[Annotation rows]

===============

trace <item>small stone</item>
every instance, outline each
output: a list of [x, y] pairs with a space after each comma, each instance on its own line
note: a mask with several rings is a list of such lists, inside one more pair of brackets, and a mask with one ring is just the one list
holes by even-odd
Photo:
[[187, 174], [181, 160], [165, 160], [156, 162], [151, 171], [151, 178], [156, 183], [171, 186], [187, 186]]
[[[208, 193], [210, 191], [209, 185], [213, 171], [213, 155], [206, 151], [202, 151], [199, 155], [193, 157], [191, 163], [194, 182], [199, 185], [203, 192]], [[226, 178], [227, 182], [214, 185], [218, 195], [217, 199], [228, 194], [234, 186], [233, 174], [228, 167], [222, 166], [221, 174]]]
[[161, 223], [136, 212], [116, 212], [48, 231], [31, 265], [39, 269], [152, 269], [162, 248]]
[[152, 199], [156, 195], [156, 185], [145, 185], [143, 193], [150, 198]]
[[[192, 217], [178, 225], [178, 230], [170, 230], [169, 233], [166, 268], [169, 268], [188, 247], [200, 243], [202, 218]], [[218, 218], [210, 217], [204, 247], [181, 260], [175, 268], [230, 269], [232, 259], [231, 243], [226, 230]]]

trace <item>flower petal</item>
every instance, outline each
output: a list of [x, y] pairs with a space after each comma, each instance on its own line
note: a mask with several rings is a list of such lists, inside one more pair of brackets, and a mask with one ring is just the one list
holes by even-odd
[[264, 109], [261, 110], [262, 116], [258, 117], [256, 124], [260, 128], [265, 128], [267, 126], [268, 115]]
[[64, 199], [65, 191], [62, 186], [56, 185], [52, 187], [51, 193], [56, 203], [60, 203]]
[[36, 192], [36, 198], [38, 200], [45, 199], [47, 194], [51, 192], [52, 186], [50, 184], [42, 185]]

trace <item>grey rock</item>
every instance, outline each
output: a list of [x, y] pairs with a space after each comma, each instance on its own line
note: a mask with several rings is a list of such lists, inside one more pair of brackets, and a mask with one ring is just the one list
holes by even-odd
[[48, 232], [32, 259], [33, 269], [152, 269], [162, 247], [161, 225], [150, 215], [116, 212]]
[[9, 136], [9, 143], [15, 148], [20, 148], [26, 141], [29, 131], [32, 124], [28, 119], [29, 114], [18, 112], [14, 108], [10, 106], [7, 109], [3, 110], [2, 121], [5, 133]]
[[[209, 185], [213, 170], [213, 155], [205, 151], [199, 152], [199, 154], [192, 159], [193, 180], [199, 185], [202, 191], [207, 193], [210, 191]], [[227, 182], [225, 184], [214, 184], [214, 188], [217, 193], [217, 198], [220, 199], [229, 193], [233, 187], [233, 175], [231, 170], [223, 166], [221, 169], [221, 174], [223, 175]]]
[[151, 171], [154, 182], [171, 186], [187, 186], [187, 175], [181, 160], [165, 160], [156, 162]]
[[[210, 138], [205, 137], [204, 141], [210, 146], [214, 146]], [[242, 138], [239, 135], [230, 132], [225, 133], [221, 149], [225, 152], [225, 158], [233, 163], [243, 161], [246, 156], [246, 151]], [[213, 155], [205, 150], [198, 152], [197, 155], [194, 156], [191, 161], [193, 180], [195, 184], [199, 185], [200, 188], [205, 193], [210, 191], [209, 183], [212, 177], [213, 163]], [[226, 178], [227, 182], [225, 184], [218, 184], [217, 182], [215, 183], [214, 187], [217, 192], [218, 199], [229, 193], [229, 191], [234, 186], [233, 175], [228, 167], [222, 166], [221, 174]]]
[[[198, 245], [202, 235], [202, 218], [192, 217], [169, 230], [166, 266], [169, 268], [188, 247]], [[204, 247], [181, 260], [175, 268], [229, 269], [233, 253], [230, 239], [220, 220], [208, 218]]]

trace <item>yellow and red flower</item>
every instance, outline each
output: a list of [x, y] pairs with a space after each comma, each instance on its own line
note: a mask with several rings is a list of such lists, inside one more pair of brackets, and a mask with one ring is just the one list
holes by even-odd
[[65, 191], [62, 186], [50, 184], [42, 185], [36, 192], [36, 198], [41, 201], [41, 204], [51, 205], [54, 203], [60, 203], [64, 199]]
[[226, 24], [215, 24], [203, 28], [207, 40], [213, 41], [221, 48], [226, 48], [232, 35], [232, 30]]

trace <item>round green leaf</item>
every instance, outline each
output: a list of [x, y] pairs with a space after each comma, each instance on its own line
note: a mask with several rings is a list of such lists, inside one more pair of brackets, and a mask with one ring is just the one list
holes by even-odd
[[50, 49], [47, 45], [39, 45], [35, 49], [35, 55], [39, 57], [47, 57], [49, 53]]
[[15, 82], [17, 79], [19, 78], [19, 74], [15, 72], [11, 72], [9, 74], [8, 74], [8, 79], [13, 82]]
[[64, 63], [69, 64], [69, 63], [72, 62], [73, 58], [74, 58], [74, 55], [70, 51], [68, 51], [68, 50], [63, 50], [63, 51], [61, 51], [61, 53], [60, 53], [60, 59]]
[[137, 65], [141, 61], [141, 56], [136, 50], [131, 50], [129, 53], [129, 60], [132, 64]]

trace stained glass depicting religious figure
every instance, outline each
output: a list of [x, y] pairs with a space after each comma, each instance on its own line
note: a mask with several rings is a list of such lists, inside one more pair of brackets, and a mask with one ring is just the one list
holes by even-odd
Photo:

===============

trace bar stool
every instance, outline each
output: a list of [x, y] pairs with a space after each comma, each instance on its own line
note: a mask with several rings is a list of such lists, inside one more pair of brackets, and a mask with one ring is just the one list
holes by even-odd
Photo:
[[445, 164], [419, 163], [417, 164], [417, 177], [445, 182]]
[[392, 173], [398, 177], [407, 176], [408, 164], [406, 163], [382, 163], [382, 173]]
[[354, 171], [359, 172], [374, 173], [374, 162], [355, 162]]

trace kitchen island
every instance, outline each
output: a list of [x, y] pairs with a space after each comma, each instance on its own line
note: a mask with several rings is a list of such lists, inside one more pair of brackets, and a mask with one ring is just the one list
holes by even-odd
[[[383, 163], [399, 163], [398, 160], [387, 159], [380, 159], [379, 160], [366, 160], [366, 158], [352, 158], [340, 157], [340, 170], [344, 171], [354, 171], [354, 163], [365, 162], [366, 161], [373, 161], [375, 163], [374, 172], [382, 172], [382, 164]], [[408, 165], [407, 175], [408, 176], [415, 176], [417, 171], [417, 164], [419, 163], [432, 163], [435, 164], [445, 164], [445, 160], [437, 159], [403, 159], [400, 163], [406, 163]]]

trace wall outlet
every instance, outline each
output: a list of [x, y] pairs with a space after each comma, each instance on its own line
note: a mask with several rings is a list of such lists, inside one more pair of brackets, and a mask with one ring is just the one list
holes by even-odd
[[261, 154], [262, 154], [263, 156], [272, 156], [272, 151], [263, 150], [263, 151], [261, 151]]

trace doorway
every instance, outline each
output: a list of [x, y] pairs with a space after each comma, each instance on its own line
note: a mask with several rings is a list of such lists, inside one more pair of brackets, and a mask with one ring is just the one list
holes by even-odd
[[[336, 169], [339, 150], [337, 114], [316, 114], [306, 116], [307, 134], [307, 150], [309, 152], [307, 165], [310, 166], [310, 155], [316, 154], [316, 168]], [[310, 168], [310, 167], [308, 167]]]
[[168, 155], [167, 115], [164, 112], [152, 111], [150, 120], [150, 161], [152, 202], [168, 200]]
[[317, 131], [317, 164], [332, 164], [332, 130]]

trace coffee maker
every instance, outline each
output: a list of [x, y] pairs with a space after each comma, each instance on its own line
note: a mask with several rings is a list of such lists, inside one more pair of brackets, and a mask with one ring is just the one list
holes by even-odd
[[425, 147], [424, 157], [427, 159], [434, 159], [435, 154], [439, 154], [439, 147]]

===============

Your task -
Rewrite the rows from the line containing "trace <item>small stone</item>" through the line containing "186], [187, 186]]" as a numbered list, leaving out any blank lines.

Result of the exercise -
1. trace <item>small stone</item>
2. every instance, outline each
3. output: a list of [x, y] pairs with a space after each comma, each instance on its own line
4. note: a mask with several rings is a list of such lists, inside one more pair of brackets, and a mask with one ring is just the one list
5. holes by even-odd
6. Photo:
7. [[187, 174], [181, 160], [165, 160], [156, 162], [151, 171], [151, 178], [156, 183], [171, 186], [187, 186]]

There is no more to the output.